* [Object position labeling entries]
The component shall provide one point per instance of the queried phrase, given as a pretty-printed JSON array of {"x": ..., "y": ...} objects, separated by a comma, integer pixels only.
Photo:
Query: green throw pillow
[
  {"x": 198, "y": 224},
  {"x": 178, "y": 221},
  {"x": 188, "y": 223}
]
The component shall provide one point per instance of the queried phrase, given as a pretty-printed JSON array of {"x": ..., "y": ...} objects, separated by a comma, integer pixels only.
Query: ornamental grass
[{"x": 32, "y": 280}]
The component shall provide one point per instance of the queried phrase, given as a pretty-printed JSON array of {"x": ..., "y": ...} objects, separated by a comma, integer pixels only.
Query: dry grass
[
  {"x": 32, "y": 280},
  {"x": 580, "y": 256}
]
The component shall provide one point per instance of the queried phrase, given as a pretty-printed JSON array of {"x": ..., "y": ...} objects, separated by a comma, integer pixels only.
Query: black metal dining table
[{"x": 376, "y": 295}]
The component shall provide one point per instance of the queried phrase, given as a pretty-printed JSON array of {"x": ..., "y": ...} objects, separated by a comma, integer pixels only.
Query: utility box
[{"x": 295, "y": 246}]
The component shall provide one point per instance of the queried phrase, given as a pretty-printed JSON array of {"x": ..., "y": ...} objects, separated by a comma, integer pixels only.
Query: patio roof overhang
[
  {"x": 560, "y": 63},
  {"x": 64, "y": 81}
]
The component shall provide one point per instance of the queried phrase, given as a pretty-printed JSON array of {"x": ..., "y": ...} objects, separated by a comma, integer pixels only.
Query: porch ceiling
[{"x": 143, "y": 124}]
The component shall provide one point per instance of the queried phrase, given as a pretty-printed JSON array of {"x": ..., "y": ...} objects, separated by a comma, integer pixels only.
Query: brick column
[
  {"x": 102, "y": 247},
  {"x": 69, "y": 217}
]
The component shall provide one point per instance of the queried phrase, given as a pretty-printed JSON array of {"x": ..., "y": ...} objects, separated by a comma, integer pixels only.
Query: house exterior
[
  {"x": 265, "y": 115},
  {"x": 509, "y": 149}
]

* [WHAT THE TASK ASKS] Quote every entry exactly.

* [FINAL RESULT]
The component shall provide one point per instance of the queried phrase, given as a pretty-printed JSON array of {"x": ..., "y": ...} objects, separated by a comma, integer pixels only.
Photo:
Query: green throw pillow
[
  {"x": 198, "y": 224},
  {"x": 178, "y": 221},
  {"x": 188, "y": 223}
]
The component shall provide one point per instance of the queried phrase, given as a pretty-printed JSON array of {"x": ..., "y": ...} objects, separated by a comma, integer pixels only.
Query: ornamental grass
[{"x": 32, "y": 280}]
The component shall provide one point per instance of the queried phrase, given as a pretty-printed JSON array of {"x": ..., "y": ...} objects, separated by a comma, integer pixels only.
Query: dry grass
[
  {"x": 32, "y": 280},
  {"x": 580, "y": 256}
]
The component shall provide one point per instance of the queried phrase, given as a pretty-printed JSON array of {"x": ..., "y": ...} objects, separated by a comma, integer pixels only.
Query: black metal dining table
[{"x": 376, "y": 295}]
The component shall provide one point per instance of the queried phrase, given as a pretty-printed JSON array of {"x": ..., "y": ...} objects, separated by a comma, integer pixels only.
Query: utility box
[{"x": 295, "y": 246}]
The component shall provide one point per instance of the queried phrase, given as a pretty-printed JSON array of {"x": ..., "y": ...} objects, separated by a comma, integer pixels only.
Query: patio roof overhang
[
  {"x": 560, "y": 63},
  {"x": 64, "y": 81}
]
The component shall provide one point per instance of the queried phrase, given as a pretty-printed JSON array of {"x": ..., "y": ...} objects, separated by a comma, integer pixels only.
Query: porch ceiling
[{"x": 143, "y": 124}]
The component shall provide one point per instance of the queried phrase, given as a pretty-printed JSON array of {"x": ..., "y": ...} objects, separated by a comma, integer pixels only.
Query: brick column
[
  {"x": 102, "y": 247},
  {"x": 69, "y": 217}
]
The component shall provide one point per instance of the queried phrase, given as a pretty-printed JSON array of {"x": ..., "y": ...} objects, separated by a comma, integer pixels only.
Query: house exterior
[
  {"x": 265, "y": 115},
  {"x": 509, "y": 149}
]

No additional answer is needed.